#### SUPPLIED RECORDS

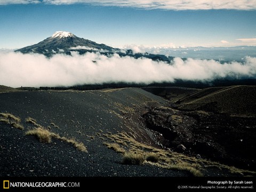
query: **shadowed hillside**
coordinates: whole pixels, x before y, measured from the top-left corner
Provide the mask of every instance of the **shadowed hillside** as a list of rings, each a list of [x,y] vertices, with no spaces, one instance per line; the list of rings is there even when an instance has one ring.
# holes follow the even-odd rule
[[[164,146],[161,130],[143,122],[151,108],[171,104],[138,88],[2,93],[1,175],[255,174]]]
[[[255,116],[255,86],[205,89],[180,100],[179,102],[181,104],[178,108]]]

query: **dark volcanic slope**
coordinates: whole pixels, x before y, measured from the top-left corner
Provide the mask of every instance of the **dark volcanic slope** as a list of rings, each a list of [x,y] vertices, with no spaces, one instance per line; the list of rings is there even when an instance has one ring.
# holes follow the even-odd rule
[[[126,119],[124,117],[124,113],[129,110],[133,112],[132,109],[145,107],[149,103],[164,104],[165,102],[139,89],[1,93],[0,112],[6,111],[19,116],[25,130],[12,128],[0,122],[1,175],[186,175],[183,172],[148,164],[122,164],[122,155],[107,149],[102,145],[102,139],[96,137],[97,133],[131,131],[132,124],[129,123],[129,116]],[[59,129],[52,126],[51,131],[82,141],[87,146],[88,153],[78,151],[70,144],[55,139],[50,143],[43,143],[33,136],[25,136],[25,132],[31,126],[25,122],[27,117],[33,117],[45,127],[54,123]],[[140,128],[137,125],[136,129]],[[139,131],[144,132],[143,137],[147,137],[143,129]]]
[[[223,165],[161,148],[161,140],[155,139],[165,135],[146,129],[142,123],[146,119],[145,115],[151,115],[150,109],[159,109],[159,115],[163,115],[168,124],[174,126],[177,123],[179,129],[177,131],[182,132],[184,139],[190,133],[188,126],[193,125],[195,121],[181,113],[173,114],[178,112],[167,107],[170,104],[136,88],[1,93],[1,175],[173,177],[255,174],[231,168],[235,173],[233,174],[230,167]],[[1,114],[6,113],[20,117],[24,130],[13,127],[13,123],[6,124],[4,114]],[[150,116],[148,122],[155,119],[151,123],[161,127],[165,123],[158,121],[157,115]],[[168,117],[170,116],[171,118]],[[45,143],[39,142],[34,136],[25,135],[26,131],[38,126],[26,122],[28,117],[51,132],[59,134],[60,138],[74,138],[82,142],[88,153],[78,151],[60,138],[52,138],[51,142]],[[173,137],[172,133],[169,136]],[[121,147],[123,153],[132,151],[145,156],[153,153],[159,157],[158,166],[148,163],[142,165],[123,164],[122,155],[105,146],[110,147],[111,145],[113,148]],[[163,166],[169,169],[161,167]]]
[[[256,86],[233,86],[204,89],[180,101],[179,109],[204,110],[234,115],[256,114]]]
[[[19,91],[19,90],[14,88],[0,85],[0,93],[17,92],[17,91]]]

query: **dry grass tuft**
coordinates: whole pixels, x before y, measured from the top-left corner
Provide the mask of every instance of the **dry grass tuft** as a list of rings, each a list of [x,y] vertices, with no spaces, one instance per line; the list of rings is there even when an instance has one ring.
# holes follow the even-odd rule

########

▶ _WRITTEN REQUEST_: Rewrite all the rows above as a JSON list of strings, with one string per line and no blank lines. Leave out the pictures.

▶ _FINAL RESULT_:
[
  "query: **shadowed hillside**",
  "coordinates: whole pixels, x before y, measured from the top-left corner",
  "Provide the mask of every instance of the **shadowed hillside** as a list of rings, each a list of [x,y] vertices, with no spaces, one instance per line; the list of rings is there even when an instance has one ring.",
  "# holes follow the even-odd rule",
  "[[[164,146],[161,130],[143,122],[151,108],[171,104],[138,88],[2,93],[1,175],[255,174]]]",
  "[[[255,116],[255,86],[205,89],[180,100],[179,102],[181,104],[178,108]]]",
  "query: **dark volcanic slope**",
  "coordinates: whole pixels, x before y, measured from the top-left corner",
  "Provide the mask of every instance of the **dark volcanic slope** as a list of rings, each a list of [x,y] vertices, with no spaces, one instance per line; the list of rings is there even when an instance has one ring.",
  "# holes follow the even-odd rule",
  "[[[126,119],[124,117],[124,113],[129,110],[133,112],[132,109],[145,107],[149,103],[164,104],[165,102],[139,89],[1,93],[0,112],[6,111],[19,116],[25,130],[12,128],[0,122],[1,175],[186,175],[183,172],[148,164],[122,164],[122,155],[107,149],[102,145],[102,139],[96,137],[97,133],[131,131],[132,124],[129,123],[129,116]],[[59,129],[52,126],[51,131],[82,141],[87,146],[88,153],[78,151],[70,144],[55,139],[50,143],[43,143],[33,136],[25,136],[25,132],[31,126],[25,122],[27,117],[33,117],[45,127],[54,123]],[[140,128],[137,125],[136,129]],[[139,131],[144,132],[143,137],[147,137],[143,129]]]",
  "[[[223,165],[161,148],[161,140],[155,139],[165,135],[146,129],[142,123],[146,119],[145,115],[151,115],[150,109],[159,109],[159,115],[163,115],[168,124],[174,126],[177,123],[179,129],[177,131],[182,132],[184,139],[190,133],[188,126],[193,125],[195,121],[181,113],[173,114],[178,112],[167,107],[170,104],[136,88],[1,93],[1,175],[173,177],[255,174],[231,168],[235,173],[233,174],[230,167]],[[1,114],[6,113],[20,117],[24,130],[13,127],[13,123],[6,124],[4,114]],[[150,116],[148,122],[155,119],[151,123],[161,127],[165,123],[158,121],[157,115]],[[168,117],[170,116],[171,118]],[[45,143],[39,142],[34,136],[25,135],[26,131],[38,126],[26,122],[28,117],[51,132],[59,134],[60,138],[74,138],[82,142],[88,153],[78,151],[60,138],[52,138],[51,142]],[[173,137],[172,133],[169,136]],[[121,147],[123,153],[132,151],[145,156],[153,153],[159,157],[158,166],[148,163],[142,165],[123,164],[122,155],[105,146],[110,147],[111,145],[113,148]],[[163,166],[169,169],[161,167]]]",
  "[[[256,86],[233,86],[204,89],[180,101],[179,109],[204,110],[234,115],[256,114]]]",
  "[[[19,91],[19,90],[14,88],[0,85],[0,93],[17,92],[17,91]]]",
  "query: **dry grass tuft**",
  "coordinates: whole pixels, x before y, measured from the top-left corner",
  "Provide the mask of every instance of the **dry grass tuft** as a list of rings, each a list of [x,y] vertices, with no spaces, one instance per line; the list of rings is there even when an instance has one ring.",
  "# holes follow the even-odd rule"
]